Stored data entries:
========================================================================

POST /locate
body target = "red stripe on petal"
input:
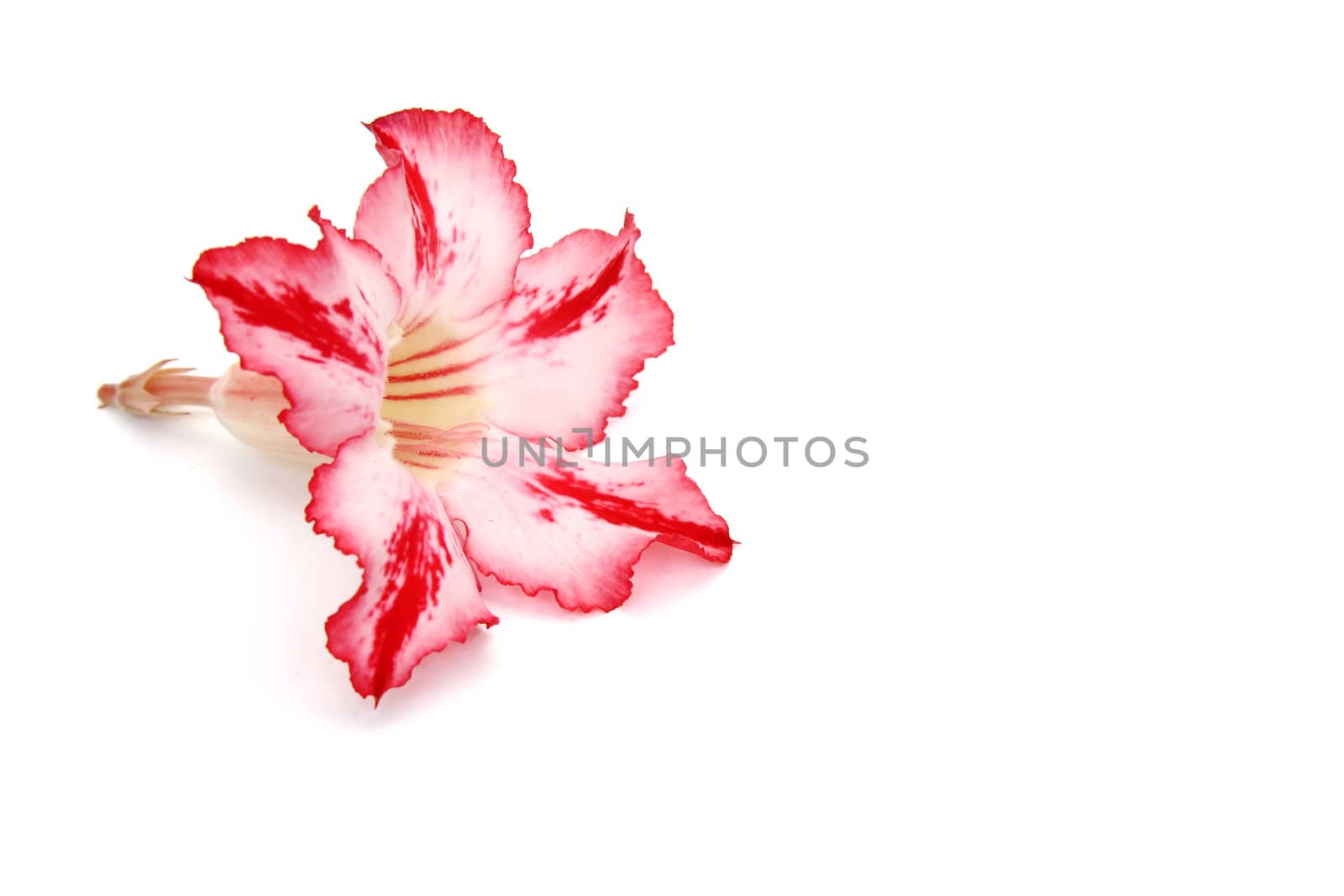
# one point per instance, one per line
(312, 317)
(418, 591)
(578, 531)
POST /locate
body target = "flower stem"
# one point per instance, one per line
(158, 390)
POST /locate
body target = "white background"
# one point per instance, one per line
(1073, 269)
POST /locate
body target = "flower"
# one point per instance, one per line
(396, 351)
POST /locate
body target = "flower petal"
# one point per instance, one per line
(447, 215)
(561, 354)
(418, 590)
(582, 322)
(578, 531)
(316, 318)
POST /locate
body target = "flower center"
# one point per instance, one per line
(433, 406)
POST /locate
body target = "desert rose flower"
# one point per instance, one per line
(396, 351)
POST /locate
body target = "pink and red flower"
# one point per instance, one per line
(400, 348)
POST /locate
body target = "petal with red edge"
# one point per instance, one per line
(447, 215)
(562, 352)
(582, 322)
(316, 318)
(578, 531)
(418, 590)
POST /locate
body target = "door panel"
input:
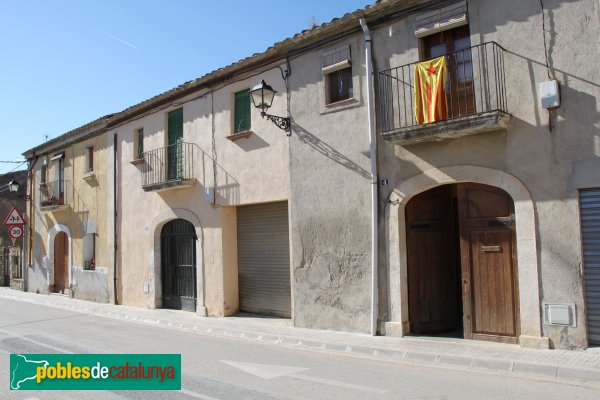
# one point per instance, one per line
(432, 270)
(178, 265)
(175, 145)
(456, 45)
(490, 294)
(61, 262)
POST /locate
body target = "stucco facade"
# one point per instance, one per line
(72, 202)
(244, 170)
(535, 160)
(542, 167)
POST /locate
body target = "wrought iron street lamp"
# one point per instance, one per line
(262, 97)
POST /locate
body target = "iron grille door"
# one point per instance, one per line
(589, 203)
(178, 265)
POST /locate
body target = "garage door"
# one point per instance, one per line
(590, 228)
(264, 259)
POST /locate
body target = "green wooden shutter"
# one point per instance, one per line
(175, 127)
(242, 111)
(175, 149)
(140, 138)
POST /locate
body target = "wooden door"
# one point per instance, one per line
(432, 267)
(488, 263)
(455, 44)
(61, 263)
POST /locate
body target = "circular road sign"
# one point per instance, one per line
(15, 232)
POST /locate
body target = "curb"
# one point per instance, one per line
(521, 368)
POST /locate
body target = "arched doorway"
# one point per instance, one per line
(462, 263)
(61, 262)
(178, 265)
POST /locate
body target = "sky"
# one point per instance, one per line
(64, 63)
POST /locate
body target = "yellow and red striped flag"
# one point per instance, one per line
(430, 91)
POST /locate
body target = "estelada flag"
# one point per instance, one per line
(430, 91)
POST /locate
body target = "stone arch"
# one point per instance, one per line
(158, 222)
(527, 256)
(51, 236)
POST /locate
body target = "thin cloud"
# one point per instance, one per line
(118, 39)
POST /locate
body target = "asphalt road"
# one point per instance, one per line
(220, 368)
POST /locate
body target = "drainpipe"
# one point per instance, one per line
(115, 218)
(373, 156)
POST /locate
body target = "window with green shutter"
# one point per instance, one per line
(242, 112)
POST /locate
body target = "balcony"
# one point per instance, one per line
(170, 167)
(53, 195)
(475, 98)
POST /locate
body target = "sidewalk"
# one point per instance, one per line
(477, 355)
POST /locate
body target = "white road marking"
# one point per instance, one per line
(264, 371)
(57, 349)
(268, 371)
(338, 383)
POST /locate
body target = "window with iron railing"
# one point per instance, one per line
(475, 83)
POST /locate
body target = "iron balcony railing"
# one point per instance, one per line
(168, 165)
(53, 193)
(475, 83)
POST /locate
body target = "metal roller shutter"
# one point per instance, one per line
(264, 259)
(589, 201)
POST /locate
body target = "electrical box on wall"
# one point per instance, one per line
(550, 94)
(560, 314)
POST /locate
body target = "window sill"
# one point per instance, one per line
(239, 135)
(340, 103)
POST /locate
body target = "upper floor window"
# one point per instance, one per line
(138, 144)
(340, 85)
(336, 66)
(455, 45)
(43, 174)
(241, 118)
(89, 159)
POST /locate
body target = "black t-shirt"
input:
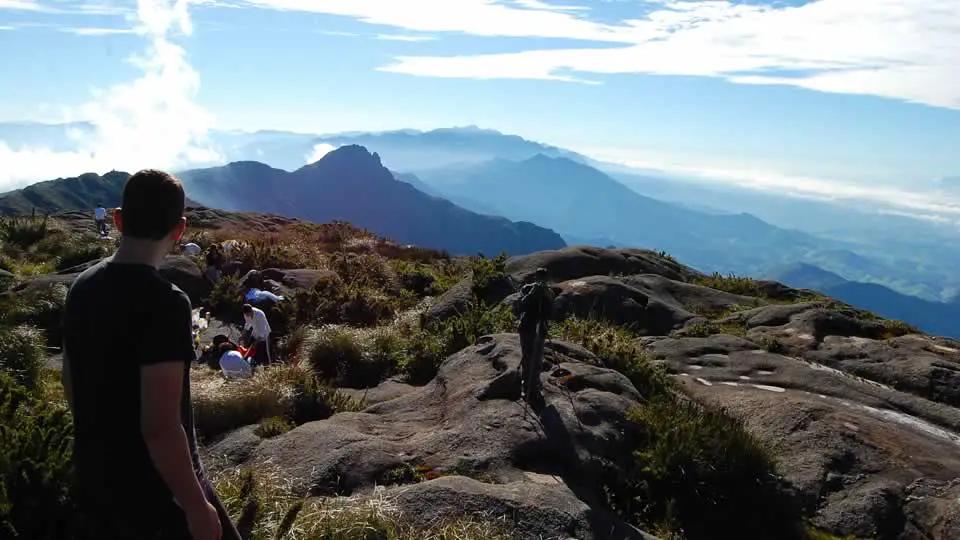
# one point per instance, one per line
(120, 317)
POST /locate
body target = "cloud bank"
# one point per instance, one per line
(901, 49)
(153, 121)
(939, 206)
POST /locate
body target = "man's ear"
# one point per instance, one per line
(179, 230)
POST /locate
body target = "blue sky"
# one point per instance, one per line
(860, 95)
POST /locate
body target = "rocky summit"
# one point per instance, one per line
(678, 404)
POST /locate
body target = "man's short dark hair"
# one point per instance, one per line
(153, 203)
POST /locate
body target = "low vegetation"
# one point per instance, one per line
(691, 470)
(266, 510)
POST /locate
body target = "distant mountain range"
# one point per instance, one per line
(716, 225)
(348, 184)
(938, 318)
(581, 202)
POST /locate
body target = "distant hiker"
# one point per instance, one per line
(232, 363)
(126, 374)
(100, 218)
(535, 306)
(191, 249)
(260, 295)
(228, 246)
(259, 329)
(214, 270)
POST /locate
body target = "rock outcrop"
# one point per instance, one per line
(863, 428)
(861, 411)
(468, 422)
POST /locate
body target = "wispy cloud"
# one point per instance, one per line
(23, 5)
(87, 31)
(900, 49)
(153, 121)
(939, 205)
(403, 37)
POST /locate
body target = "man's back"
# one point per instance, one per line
(260, 325)
(118, 318)
(536, 303)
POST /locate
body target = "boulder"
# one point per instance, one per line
(469, 422)
(850, 446)
(542, 507)
(184, 273)
(580, 261)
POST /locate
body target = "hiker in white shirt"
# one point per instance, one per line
(232, 364)
(191, 249)
(259, 328)
(100, 217)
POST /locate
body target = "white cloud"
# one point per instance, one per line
(318, 152)
(152, 121)
(929, 205)
(900, 49)
(90, 31)
(403, 37)
(477, 17)
(25, 5)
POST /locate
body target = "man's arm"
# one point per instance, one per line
(161, 386)
(65, 379)
(163, 364)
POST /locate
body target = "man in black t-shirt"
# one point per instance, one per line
(127, 354)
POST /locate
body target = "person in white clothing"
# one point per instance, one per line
(191, 249)
(259, 328)
(232, 364)
(100, 217)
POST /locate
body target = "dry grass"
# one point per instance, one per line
(263, 504)
(220, 405)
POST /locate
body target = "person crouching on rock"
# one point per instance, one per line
(215, 259)
(100, 218)
(232, 363)
(258, 326)
(535, 306)
(126, 374)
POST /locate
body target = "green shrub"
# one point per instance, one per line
(316, 400)
(616, 348)
(265, 509)
(477, 321)
(226, 299)
(414, 277)
(41, 307)
(731, 283)
(24, 231)
(22, 355)
(332, 352)
(698, 329)
(484, 272)
(273, 426)
(698, 471)
(897, 328)
(82, 254)
(426, 350)
(35, 465)
(773, 345)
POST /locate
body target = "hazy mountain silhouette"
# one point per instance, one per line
(415, 151)
(580, 201)
(938, 318)
(351, 184)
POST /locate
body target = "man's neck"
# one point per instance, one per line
(138, 251)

========================================================================

Work required:
Each entry above needs to be restated without a single word changed; skip the images.

Result of this task:
POST /locate
body target = "red stripe on petal"
input:
# one point per instance, one per line
(312, 317)
(418, 591)
(578, 531)
POST /locate
body target = "flower stem"
# one point per instance, one per line
(158, 390)
POST /locate
body target = "white background"
# one point per instance, one per line
(1073, 269)
POST /locate
body target = "flower"
# one point per instance, one per line
(396, 351)
POST /locate
body target = "flower petal"
# one point per instance, one per line
(447, 215)
(561, 354)
(418, 590)
(582, 322)
(578, 531)
(316, 318)
POST /locate
body target = "flower center"
# one point per instance, one per line
(433, 406)
POST /locate
body target = "desert rose flower"
# one point per instance, one per line
(396, 351)
POST /locate
body target = "pink and red flower"
# one point per instance, one per line
(400, 348)
POST /locate
body target = "petal with red edge"
# one point per instance, one per line
(447, 215)
(562, 352)
(582, 322)
(316, 318)
(578, 531)
(418, 590)
POST /locate
body target = "door panel"
input:
# one point per instance, one per line
(432, 270)
(178, 265)
(175, 145)
(456, 45)
(490, 294)
(61, 262)
POST /locate
body target = "stucco facade"
# one point per instance, one per line
(72, 202)
(244, 170)
(535, 160)
(542, 167)
POST /locate
body target = "wrought iron street lamp"
# one point per instance, one per line
(262, 97)
POST /locate
body target = "iron grille door"
# one point per instance, one per line
(589, 203)
(178, 265)
POST /locate
body target = "garage door"
# one point per instance, one per line
(590, 228)
(264, 259)
POST /locate
body target = "green wooden shutter"
# one point per instance, one per line
(175, 127)
(242, 111)
(175, 149)
(140, 138)
POST /locate
body target = "wooden door"
# one point per instance, one per line
(432, 267)
(488, 263)
(455, 44)
(61, 263)
POST /locate
body target = "circular road sign"
# one point per instance, one per line
(15, 232)
POST /locate
body target = "curb"
# one point per instance, one per line
(521, 368)
POST /locate
body target = "arched doorway"
# one point per instance, one per line
(462, 263)
(61, 262)
(178, 265)
POST /locate
body target = "sky"
# one point per instance, one per line
(64, 63)
POST /locate
body target = "yellow and red striped flag"
# one point per instance, one per line
(430, 91)
POST /locate
body target = "estelada flag"
# one point per instance, one per line
(430, 91)
POST /locate
body target = "stone arch"
# one point per instance, one per line
(158, 222)
(527, 256)
(51, 236)
POST /locate
body target = "thin cloud"
# one point per instance, one per line
(118, 39)
POST /locate
body target = "asphalt road"
# one point per instance, one per line
(220, 368)
POST /locate
body target = "drainpipe"
# one point per instance, one per line
(115, 218)
(373, 156)
POST /locate
body target = "window with green shutter"
# one point per instance, one per line
(242, 112)
POST /locate
body target = "balcony"
# one point per instance, one per line
(170, 167)
(53, 195)
(475, 98)
POST /locate
body target = "sidewalk"
# one point per instance, one per line
(477, 355)
POST /locate
body target = "white road marking"
# one point per instance, one per line
(264, 371)
(57, 349)
(268, 371)
(338, 383)
POST /locate
body target = "window with iron railing"
# one point per instance, one per line
(475, 83)
POST /locate
body target = "iron balcony railing"
# one point per instance, one per line
(168, 165)
(53, 193)
(475, 83)
POST /locate
body target = "metal roller shutter"
# one point per instance, one per line
(264, 259)
(589, 201)
POST /locate
body target = "electrical box on wall"
# one point per instance, one per line
(550, 94)
(560, 314)
POST /locate
body target = "window sill"
# one point per instance, one per line
(239, 135)
(340, 103)
POST /locate
body target = "upper floor window"
# one point per instance, one per line
(138, 144)
(340, 85)
(336, 66)
(455, 45)
(43, 174)
(241, 118)
(89, 159)
POST /locate
body target = "black t-shirt"
input:
# one point per instance, one per line
(120, 317)
POST /locate
body target = "cloud bank"
# one point per instance, one per line
(901, 49)
(153, 121)
(939, 206)
POST /locate
body target = "man's ear"
# one point per instance, one per line
(179, 230)
POST /locate
body target = "blue sky"
# one point per instance, one per line
(860, 95)
POST /locate
body target = "rocky summit"
# one point per instance, one per line
(678, 404)
POST /locate
body target = "man's short dark hair"
# one point per instance, one per line
(153, 203)
POST /locate
body target = "low vegetation"
# one point per instance, one per line
(691, 470)
(266, 510)
POST /locate
body target = "distant mountain range"
# one point per instance, one per line
(716, 225)
(348, 184)
(938, 318)
(581, 202)
POST /locate
body target = "distant hiker"
# one point per instance, one per line
(232, 363)
(126, 374)
(100, 218)
(535, 306)
(191, 249)
(260, 295)
(228, 246)
(259, 329)
(214, 270)
POST /locate
body target = "rock outcrop"
# one point per instance, one per line
(863, 428)
(861, 411)
(468, 422)
POST /locate
body target = "wispy cloud"
# one point per instance, one per line
(23, 5)
(87, 31)
(900, 49)
(153, 121)
(939, 205)
(403, 37)
POST /locate
body target = "man's back"
# one point per instance, one per line
(260, 325)
(118, 318)
(536, 303)
POST /locate
body target = "boulder"
# one point per instance, one per line
(469, 422)
(850, 446)
(542, 507)
(184, 273)
(580, 261)
POST /locate
body target = "hiker in white shirt"
# one point per instance, one per line
(232, 364)
(191, 249)
(259, 328)
(100, 217)
POST /locate
body target = "white cloud"
# one point per instance, one per line
(318, 152)
(152, 121)
(929, 205)
(900, 49)
(90, 31)
(403, 37)
(477, 17)
(25, 5)
POST /locate
body target = "man's arm"
# one point per instance, one per line
(161, 386)
(65, 379)
(163, 364)
POST /locate
body target = "man in black t-shirt"
# one point per instance, one per line
(127, 354)
POST /locate
body target = "person in white clothing"
# one point per instance, one per line
(191, 249)
(259, 328)
(232, 364)
(100, 217)
POST /locate
body target = "dry grass"
# one point per instance, one per line
(263, 504)
(220, 405)
POST /locate
body target = "person crouching on rock"
# one point per instance, one per line
(215, 259)
(100, 218)
(232, 363)
(258, 326)
(535, 306)
(126, 374)
POST /locate
body target = "green shrub"
# one point per instance, one per line
(316, 400)
(616, 348)
(265, 509)
(477, 321)
(226, 299)
(414, 277)
(41, 307)
(731, 283)
(24, 231)
(22, 355)
(332, 352)
(698, 329)
(484, 272)
(273, 426)
(698, 471)
(897, 328)
(82, 254)
(426, 350)
(35, 465)
(773, 345)
POST /locate
body target = "hazy mountain silhouette"
# one point per instance, one per line
(415, 151)
(580, 201)
(938, 318)
(351, 184)
POST /locate
body target = "man's neck"
# one point per instance, one per line
(138, 251)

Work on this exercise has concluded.